原文:
"""

~ARQ197とエルロチニブとの併用により無増悪生存期間および全生存期間が示唆され、有効性に期待~
第一三共株式会社(本社:東京都中央区、以下「第一三共」)とArQule社(本社:米国マサチューセッツ州)は、2010年米国臨床腫瘍学会(American Society of Oncology ASCO)年次総会において、エルロチニブとの併用によりARQ197が化学療法剤に無効な進行性の非小細胞肺癌患者さんにおいて全生存期間の延長が期待できる第2相臨床試験結果を発表したのでお知らせします。
本試験は、EGFR(上皮増殖因子受容体)阻害薬による治療を受けておらず、少なくとも初回の化学療法剤による治療が無効となった167名の患者さんを対象とした無作為化二重盲検第Ⅱ相比較試験です。患者さんは、エルロチニブとARQ197もしくは、プラセボどちらかとの併用治療を受けました。
プラセボとエルロチニブ併用治療群の患者さんの全生存期間の29.4週に対して、ARQ197とエルロチニブの併用治療群の患者さんでは36.6週で、24%の延長(未補正ハザード比=0.88、p=0.50)が認められたとの試験結果をTexas Southwestern Medical Center の血液腫瘍学部門長のJohn H.Schiller博士が発表しました。
あらかじめ規定していた非扁平上皮細胞癌患者さんのサブグループ(117名)を対象とした解析では、ARQ197とエルロチニブの併用治療群の患者さんの全生存期間の中央値は43.1週で、プラセボとエルロチニブ併用治療群の患者さんでの29.4週と比べて47%の生存期間延長(未補正ハザード比=0.72、p=0.19)が認められました。患者背景情報のうち、予後決定因子であるEGFRおよびKRASの遺伝子変異の有無で両群の患者数を比較すると、プラセボ群に有利な条件であったため、両群間の主な予後因子の不均衡を補正した後、このサブグループを探索的にコックス回帰分析したところ、ARQ197併用治療群の全生存期間中央値はプラセボ併用治療群に対して統計的に有意(p<0.05)に延長したことが認められました。

"""

収集データ:
"""

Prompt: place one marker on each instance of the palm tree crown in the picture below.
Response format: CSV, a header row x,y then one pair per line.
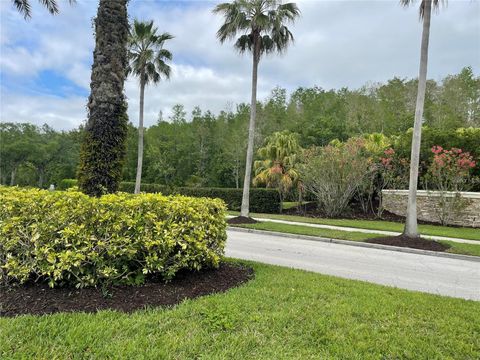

"""

課題:
ARQ197の第2相臨床試験結果を伝える文章を、最後の文の後から書き継いでください。

解答:
以前、ArQule社が発表したように、log-rank test による解析では、プラセボとエルロチニブとの併用治療に対して、ARQ197とエルロチニブとの併用治療により本試験の主要評価項目である無増悪生存期間中央値を66%延長させましたが、統計学的に有意差は認められませんでした(ハザード比=0.81)。あらかじめ規定していた非扁平上皮細胞癌患者さんのサブグループ(117名)を対象とした解析では、ARQ197投与による無増悪生存期間の延長はより顕著でした。
Schiller博士は「今回の比較試験データから、無増悪生存期間と同様全生存期間の延長が示されており、ARQ197が患者さんに福音をもたらす可能性が示唆された。また、安全性面では、ARQ197とエルロチニブの併用療法は忍容性があり、単剤投与と同等でコントロール可能な副作用であった。」と述べております。
本試験では、ARQ197とエルロチニブ併用の効果を評価するため、エルロチニブ単独治療で効果のなかった患者さんを対象としたクロスオーバー群が含まれております。RECIST(Response Evaluation Criteria in Solid Tumors)評価基準に従うと、効果判定可能な23名のクロスオーバー患者さんのうち2名がPR(Partial response)、9名がSD(stable disease)でした。
第一三共のChief Scientific Officerで第一三共ファーマデベロップメント社長のGlenn Gormley博士は「試験に組み入れられた全ての患者および非扁平上皮細胞肺癌患者の両方において、全生存期間の結果は、以前報告された無増悪生存期間の知見と一致していると考えられ、将来への自信を深めるものである。全てのデータは次のステージの臨床試験計画の検討や、当局との議論に役立つだろう。」と述べております。
c-MetとARQ197について
ARQ197は、経口可能な低分子のc-Met受容体チロシンキナーゼ阻害剤です。エルロチニブはタルセバTMの商品名で販売されているEGRFチロシンキナーゼ阻害剤です。
ARQ197は、c-Met関連性の軟部組織肉腫、肝細胞癌、膵臓腺癌、胚細胞腫瘍、結腸直腸癌などの複数の癌種に対する効果を単剤および他剤との併用の臨床試験で確認しているところです。
c-Met受容体のチロシンキナーゼが異常に亢進すると、癌細胞の増殖、生存、血管新生、浸潤、転移など様々な細胞内シグナル伝達に関与することが知られております。非臨床試験の結果から、ARQ197は、ヒト癌細胞株のc-Met活性化を阻害し、複数のヒト腫瘍異種移植片に対して抗腫瘍活性を示すことが明らかとなっております。これまでの臨床試験では、ARQ197による治療は忍容性がよく、複数の癌種や用量で腫瘍反応や安定状態の延長が確認されております。
2008年12月、第一三共とArQule社は、日本、中国(香港含む)、韓国、台湾を除く全世界でARQ197の共同開発・商業化のライセンス契約を締結しております。